::: Verilen metin :::

04.04.2010
Hep İnandık!

Fenerbahçe 2-0 Kayserispor

İlk yarıdaki Galatasaray maçı bir rehavet sürecinin başlangıcıydı. Zira hemen sonraki maçta Kayserispor deplasmanında beraberliği zor kurtarmış, ve peşpeşe gelen puan kayıplarıyla bütün avantajımızı yitirmiştik. Ancak bu sefer Galatasaray maçı takımı yüreklendiren bir maç oldu. İlk yarıdaki Galatasaray maçından ikinci yarıdaki Galatasaray maçına kadar geçen sürede yaşanan bütün olumsuzluklardan dersler çıkartılmışcasına mücadele eden bir takım vardı Kayserispor'un karşısında. Şampiyonluğu kutlamak için değil, onu getirmek için tribünleri tıklım tıklım dolduran sıkça eleştirdiğimiz Fenerbahçe taraftarının da bu inançlı havada payı büyük. Tribünlerden aldığı mesajı "Bizler İnandık, Sizde İnanın" pankartıyla tekrar tribünlere ileten takım efsanenin dönüşünü müjdeler gibiydi. İnanmayan kalmasın...

Önce durdur, sonra vur!

:::

### Yönerge
Maç yazısında adı geçen bütün futbol takımlarını yazın.

::: Veri satırları :::

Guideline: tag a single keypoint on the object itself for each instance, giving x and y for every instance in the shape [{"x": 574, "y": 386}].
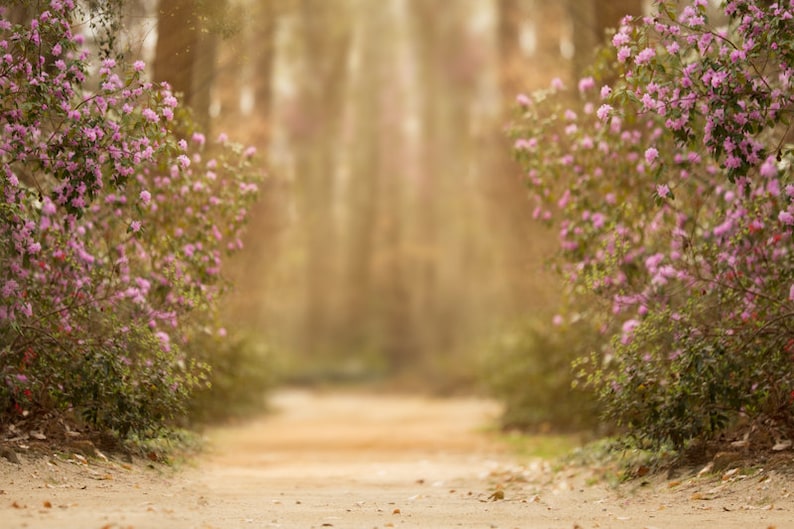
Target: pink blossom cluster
[
  {"x": 673, "y": 193},
  {"x": 105, "y": 214}
]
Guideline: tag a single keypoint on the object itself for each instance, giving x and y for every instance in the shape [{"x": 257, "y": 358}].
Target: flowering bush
[
  {"x": 112, "y": 232},
  {"x": 672, "y": 188}
]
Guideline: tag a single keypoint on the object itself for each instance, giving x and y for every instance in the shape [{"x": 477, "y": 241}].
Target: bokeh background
[{"x": 393, "y": 239}]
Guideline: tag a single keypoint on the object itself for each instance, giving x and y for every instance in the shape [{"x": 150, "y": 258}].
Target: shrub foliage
[
  {"x": 670, "y": 180},
  {"x": 114, "y": 220}
]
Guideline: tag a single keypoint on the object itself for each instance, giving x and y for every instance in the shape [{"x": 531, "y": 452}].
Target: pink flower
[
  {"x": 644, "y": 56},
  {"x": 150, "y": 115},
  {"x": 604, "y": 111},
  {"x": 769, "y": 167}
]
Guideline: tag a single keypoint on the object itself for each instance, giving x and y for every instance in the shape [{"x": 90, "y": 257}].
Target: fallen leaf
[
  {"x": 729, "y": 474},
  {"x": 705, "y": 470},
  {"x": 497, "y": 495}
]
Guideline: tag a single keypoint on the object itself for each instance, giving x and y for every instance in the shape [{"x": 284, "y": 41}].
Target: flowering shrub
[
  {"x": 112, "y": 232},
  {"x": 672, "y": 188}
]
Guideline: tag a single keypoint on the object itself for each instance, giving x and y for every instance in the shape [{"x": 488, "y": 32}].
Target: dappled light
[{"x": 369, "y": 263}]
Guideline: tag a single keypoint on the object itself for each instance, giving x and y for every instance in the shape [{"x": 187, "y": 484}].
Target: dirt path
[{"x": 351, "y": 461}]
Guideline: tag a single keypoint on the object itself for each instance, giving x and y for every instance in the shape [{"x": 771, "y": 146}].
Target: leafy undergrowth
[{"x": 48, "y": 434}]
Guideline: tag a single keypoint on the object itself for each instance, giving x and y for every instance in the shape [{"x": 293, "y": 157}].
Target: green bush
[
  {"x": 241, "y": 371},
  {"x": 529, "y": 368}
]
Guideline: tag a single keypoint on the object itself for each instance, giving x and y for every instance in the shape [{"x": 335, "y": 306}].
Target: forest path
[{"x": 352, "y": 460}]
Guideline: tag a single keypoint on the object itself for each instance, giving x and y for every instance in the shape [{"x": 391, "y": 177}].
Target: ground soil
[{"x": 352, "y": 460}]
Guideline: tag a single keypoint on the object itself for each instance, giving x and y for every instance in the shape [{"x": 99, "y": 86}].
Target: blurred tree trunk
[
  {"x": 185, "y": 52},
  {"x": 325, "y": 37},
  {"x": 591, "y": 19},
  {"x": 441, "y": 280},
  {"x": 362, "y": 192}
]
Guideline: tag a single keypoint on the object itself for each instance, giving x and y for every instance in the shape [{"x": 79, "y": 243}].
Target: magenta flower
[{"x": 651, "y": 154}]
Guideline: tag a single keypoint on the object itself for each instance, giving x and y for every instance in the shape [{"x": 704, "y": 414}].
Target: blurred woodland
[{"x": 393, "y": 235}]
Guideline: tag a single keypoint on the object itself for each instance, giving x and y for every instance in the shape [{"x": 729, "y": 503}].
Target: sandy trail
[{"x": 348, "y": 460}]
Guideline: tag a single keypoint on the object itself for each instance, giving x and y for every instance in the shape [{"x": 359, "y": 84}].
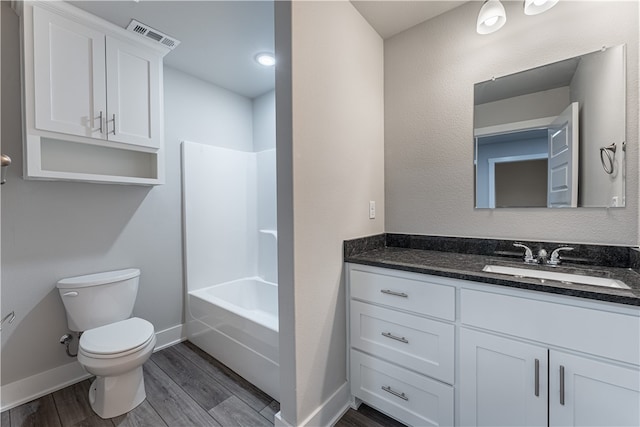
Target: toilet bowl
[
  {"x": 115, "y": 353},
  {"x": 113, "y": 346}
]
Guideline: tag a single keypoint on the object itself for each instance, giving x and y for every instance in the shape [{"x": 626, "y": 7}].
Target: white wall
[
  {"x": 330, "y": 138},
  {"x": 52, "y": 230},
  {"x": 430, "y": 71}
]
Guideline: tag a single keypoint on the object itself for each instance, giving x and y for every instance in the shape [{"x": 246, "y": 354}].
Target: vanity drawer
[
  {"x": 405, "y": 395},
  {"x": 417, "y": 343},
  {"x": 588, "y": 330},
  {"x": 419, "y": 296}
]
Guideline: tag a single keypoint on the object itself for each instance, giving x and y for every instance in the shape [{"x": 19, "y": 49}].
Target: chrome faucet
[
  {"x": 528, "y": 255},
  {"x": 555, "y": 255}
]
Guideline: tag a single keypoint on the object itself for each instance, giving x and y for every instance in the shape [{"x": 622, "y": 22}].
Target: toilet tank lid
[{"x": 98, "y": 278}]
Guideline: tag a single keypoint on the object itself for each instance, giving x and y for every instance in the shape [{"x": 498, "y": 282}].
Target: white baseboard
[
  {"x": 35, "y": 386},
  {"x": 38, "y": 385},
  {"x": 326, "y": 414},
  {"x": 171, "y": 336}
]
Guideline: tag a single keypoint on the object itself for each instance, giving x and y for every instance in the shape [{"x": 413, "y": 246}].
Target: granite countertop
[{"x": 467, "y": 266}]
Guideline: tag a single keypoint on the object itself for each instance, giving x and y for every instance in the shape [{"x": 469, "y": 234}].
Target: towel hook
[
  {"x": 9, "y": 317},
  {"x": 4, "y": 163},
  {"x": 610, "y": 153}
]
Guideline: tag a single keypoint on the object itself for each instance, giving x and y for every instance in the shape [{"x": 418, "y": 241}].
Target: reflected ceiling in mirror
[{"x": 553, "y": 136}]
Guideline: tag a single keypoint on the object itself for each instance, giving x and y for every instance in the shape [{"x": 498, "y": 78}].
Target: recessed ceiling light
[{"x": 266, "y": 59}]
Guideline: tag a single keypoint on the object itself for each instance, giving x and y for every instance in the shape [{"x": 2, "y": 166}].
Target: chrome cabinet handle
[
  {"x": 395, "y": 393},
  {"x": 390, "y": 292},
  {"x": 537, "y": 378},
  {"x": 562, "y": 385},
  {"x": 393, "y": 337}
]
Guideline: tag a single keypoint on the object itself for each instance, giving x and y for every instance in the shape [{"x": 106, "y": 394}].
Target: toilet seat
[{"x": 116, "y": 339}]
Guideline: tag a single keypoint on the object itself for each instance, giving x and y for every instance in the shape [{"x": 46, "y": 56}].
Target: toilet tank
[{"x": 98, "y": 299}]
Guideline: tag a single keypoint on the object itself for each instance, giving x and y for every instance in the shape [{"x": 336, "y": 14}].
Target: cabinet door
[
  {"x": 502, "y": 382},
  {"x": 586, "y": 392},
  {"x": 69, "y": 75},
  {"x": 133, "y": 94}
]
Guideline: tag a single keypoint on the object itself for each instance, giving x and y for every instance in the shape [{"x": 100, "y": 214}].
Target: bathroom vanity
[{"x": 434, "y": 340}]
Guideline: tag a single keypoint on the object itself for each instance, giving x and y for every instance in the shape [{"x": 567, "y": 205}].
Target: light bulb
[{"x": 491, "y": 18}]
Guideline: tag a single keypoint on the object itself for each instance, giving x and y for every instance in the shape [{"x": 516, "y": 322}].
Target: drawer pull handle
[
  {"x": 395, "y": 393},
  {"x": 537, "y": 378},
  {"x": 390, "y": 292},
  {"x": 393, "y": 337},
  {"x": 562, "y": 385}
]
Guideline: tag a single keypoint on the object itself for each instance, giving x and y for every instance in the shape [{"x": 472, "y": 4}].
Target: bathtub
[{"x": 237, "y": 323}]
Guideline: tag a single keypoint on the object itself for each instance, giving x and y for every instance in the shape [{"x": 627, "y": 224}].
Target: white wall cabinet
[
  {"x": 69, "y": 73},
  {"x": 507, "y": 356},
  {"x": 93, "y": 104}
]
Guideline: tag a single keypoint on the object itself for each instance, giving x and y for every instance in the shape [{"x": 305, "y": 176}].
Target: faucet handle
[
  {"x": 555, "y": 255},
  {"x": 528, "y": 255}
]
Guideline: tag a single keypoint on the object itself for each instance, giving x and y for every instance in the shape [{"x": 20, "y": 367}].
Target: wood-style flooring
[{"x": 186, "y": 387}]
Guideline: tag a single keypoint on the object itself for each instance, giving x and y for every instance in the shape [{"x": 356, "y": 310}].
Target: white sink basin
[{"x": 558, "y": 277}]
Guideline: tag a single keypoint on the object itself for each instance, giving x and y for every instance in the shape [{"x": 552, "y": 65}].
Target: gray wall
[
  {"x": 601, "y": 123},
  {"x": 430, "y": 71},
  {"x": 330, "y": 165},
  {"x": 52, "y": 230}
]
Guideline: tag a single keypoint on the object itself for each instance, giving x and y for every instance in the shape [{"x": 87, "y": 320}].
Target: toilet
[{"x": 113, "y": 345}]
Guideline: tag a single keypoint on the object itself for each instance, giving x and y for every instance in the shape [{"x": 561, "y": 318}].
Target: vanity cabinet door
[
  {"x": 587, "y": 392},
  {"x": 502, "y": 381},
  {"x": 69, "y": 75}
]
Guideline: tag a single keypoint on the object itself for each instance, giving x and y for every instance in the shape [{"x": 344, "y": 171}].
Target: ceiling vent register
[{"x": 153, "y": 34}]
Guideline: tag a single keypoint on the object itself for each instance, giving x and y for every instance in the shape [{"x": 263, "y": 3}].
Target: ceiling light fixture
[
  {"x": 534, "y": 7},
  {"x": 266, "y": 59},
  {"x": 491, "y": 17}
]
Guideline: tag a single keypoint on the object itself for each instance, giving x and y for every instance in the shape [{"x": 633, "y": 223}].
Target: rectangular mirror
[{"x": 553, "y": 136}]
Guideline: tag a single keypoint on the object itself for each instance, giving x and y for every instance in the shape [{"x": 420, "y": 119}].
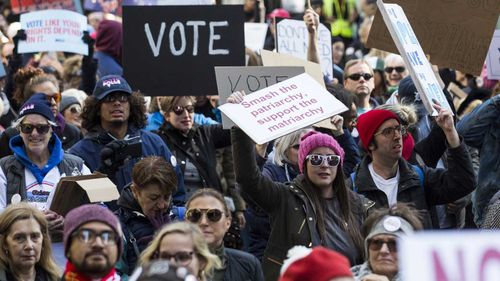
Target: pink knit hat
[{"x": 313, "y": 140}]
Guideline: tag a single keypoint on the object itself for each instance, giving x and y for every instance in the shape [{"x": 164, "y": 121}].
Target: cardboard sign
[
  {"x": 493, "y": 59},
  {"x": 72, "y": 192},
  {"x": 283, "y": 108},
  {"x": 249, "y": 79},
  {"x": 292, "y": 39},
  {"x": 274, "y": 59},
  {"x": 53, "y": 30},
  {"x": 450, "y": 255},
  {"x": 409, "y": 47},
  {"x": 443, "y": 33},
  {"x": 255, "y": 35},
  {"x": 25, "y": 6},
  {"x": 172, "y": 50}
]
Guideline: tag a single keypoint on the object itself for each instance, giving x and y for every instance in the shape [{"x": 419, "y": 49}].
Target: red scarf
[{"x": 71, "y": 274}]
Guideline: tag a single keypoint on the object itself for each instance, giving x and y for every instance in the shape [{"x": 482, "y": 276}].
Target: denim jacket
[{"x": 481, "y": 129}]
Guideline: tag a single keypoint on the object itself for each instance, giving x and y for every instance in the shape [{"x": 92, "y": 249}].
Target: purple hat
[
  {"x": 90, "y": 213},
  {"x": 314, "y": 139}
]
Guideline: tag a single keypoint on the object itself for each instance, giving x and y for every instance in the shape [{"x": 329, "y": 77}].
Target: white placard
[
  {"x": 493, "y": 59},
  {"x": 450, "y": 255},
  {"x": 255, "y": 35},
  {"x": 407, "y": 43},
  {"x": 292, "y": 39},
  {"x": 283, "y": 108},
  {"x": 53, "y": 30}
]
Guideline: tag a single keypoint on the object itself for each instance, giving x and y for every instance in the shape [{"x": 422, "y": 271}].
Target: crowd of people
[{"x": 200, "y": 202}]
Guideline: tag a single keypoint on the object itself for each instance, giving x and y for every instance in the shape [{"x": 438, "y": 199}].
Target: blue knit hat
[{"x": 37, "y": 104}]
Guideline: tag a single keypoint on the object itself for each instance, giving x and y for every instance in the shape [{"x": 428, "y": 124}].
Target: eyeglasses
[
  {"x": 75, "y": 109},
  {"x": 376, "y": 244},
  {"x": 357, "y": 76},
  {"x": 115, "y": 97},
  {"x": 181, "y": 258},
  {"x": 89, "y": 236},
  {"x": 56, "y": 97},
  {"x": 194, "y": 215},
  {"x": 318, "y": 159},
  {"x": 389, "y": 132},
  {"x": 399, "y": 69},
  {"x": 178, "y": 110},
  {"x": 42, "y": 129}
]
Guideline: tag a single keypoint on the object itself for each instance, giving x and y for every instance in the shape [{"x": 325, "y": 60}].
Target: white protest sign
[
  {"x": 408, "y": 46},
  {"x": 450, "y": 256},
  {"x": 255, "y": 35},
  {"x": 493, "y": 59},
  {"x": 283, "y": 108},
  {"x": 53, "y": 30},
  {"x": 292, "y": 39}
]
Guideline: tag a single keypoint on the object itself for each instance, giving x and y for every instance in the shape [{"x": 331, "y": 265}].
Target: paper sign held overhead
[
  {"x": 53, "y": 30},
  {"x": 493, "y": 59},
  {"x": 292, "y": 39},
  {"x": 456, "y": 34},
  {"x": 283, "y": 108},
  {"x": 249, "y": 79},
  {"x": 255, "y": 35},
  {"x": 180, "y": 46},
  {"x": 450, "y": 255},
  {"x": 407, "y": 43}
]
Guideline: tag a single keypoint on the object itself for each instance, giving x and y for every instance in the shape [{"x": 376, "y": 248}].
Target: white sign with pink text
[
  {"x": 283, "y": 108},
  {"x": 450, "y": 256},
  {"x": 53, "y": 30}
]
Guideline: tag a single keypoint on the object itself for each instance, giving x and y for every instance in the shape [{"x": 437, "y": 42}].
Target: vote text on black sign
[{"x": 172, "y": 50}]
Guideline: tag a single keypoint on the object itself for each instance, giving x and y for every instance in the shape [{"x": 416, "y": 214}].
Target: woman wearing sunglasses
[
  {"x": 316, "y": 208},
  {"x": 28, "y": 81},
  {"x": 381, "y": 230},
  {"x": 195, "y": 146},
  {"x": 39, "y": 161},
  {"x": 208, "y": 209},
  {"x": 182, "y": 244}
]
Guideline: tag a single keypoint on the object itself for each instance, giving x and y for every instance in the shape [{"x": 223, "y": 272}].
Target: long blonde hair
[
  {"x": 200, "y": 247},
  {"x": 23, "y": 211}
]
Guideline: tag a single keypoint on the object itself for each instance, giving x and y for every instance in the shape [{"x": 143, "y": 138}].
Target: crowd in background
[{"x": 198, "y": 202}]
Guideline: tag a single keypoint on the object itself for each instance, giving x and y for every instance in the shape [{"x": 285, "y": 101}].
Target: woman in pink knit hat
[{"x": 314, "y": 209}]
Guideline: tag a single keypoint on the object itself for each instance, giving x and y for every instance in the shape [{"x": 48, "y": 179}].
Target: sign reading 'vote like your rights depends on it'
[
  {"x": 407, "y": 43},
  {"x": 283, "y": 108},
  {"x": 53, "y": 30},
  {"x": 172, "y": 50}
]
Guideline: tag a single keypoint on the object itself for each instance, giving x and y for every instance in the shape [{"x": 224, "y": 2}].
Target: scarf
[{"x": 71, "y": 274}]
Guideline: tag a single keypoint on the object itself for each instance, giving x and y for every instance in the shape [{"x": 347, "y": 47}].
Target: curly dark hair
[
  {"x": 92, "y": 110},
  {"x": 407, "y": 211}
]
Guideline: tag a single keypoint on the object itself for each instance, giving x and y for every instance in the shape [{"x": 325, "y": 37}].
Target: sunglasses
[
  {"x": 181, "y": 258},
  {"x": 376, "y": 245},
  {"x": 357, "y": 76},
  {"x": 89, "y": 236},
  {"x": 318, "y": 159},
  {"x": 56, "y": 97},
  {"x": 194, "y": 215},
  {"x": 399, "y": 69},
  {"x": 42, "y": 129},
  {"x": 389, "y": 132},
  {"x": 75, "y": 109},
  {"x": 116, "y": 97},
  {"x": 178, "y": 110}
]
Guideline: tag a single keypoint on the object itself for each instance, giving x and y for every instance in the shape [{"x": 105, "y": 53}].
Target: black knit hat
[{"x": 37, "y": 104}]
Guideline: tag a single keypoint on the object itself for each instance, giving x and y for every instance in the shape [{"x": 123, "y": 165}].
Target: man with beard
[
  {"x": 358, "y": 79},
  {"x": 384, "y": 177},
  {"x": 115, "y": 118},
  {"x": 92, "y": 244}
]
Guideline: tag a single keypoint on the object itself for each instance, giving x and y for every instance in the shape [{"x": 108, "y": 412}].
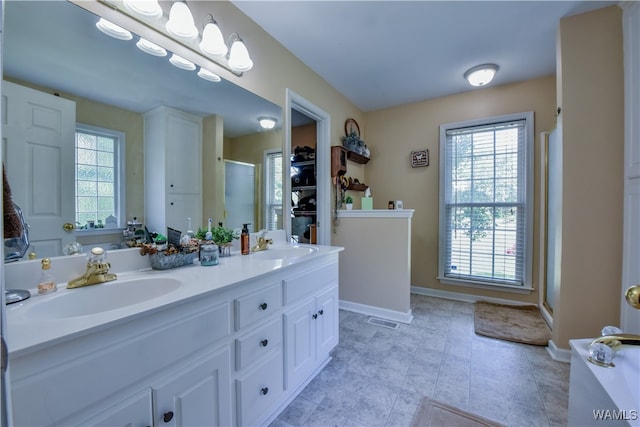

:::

### Çözüm aşağıda
Fenerbahçe, Kayserispor, Galatasaray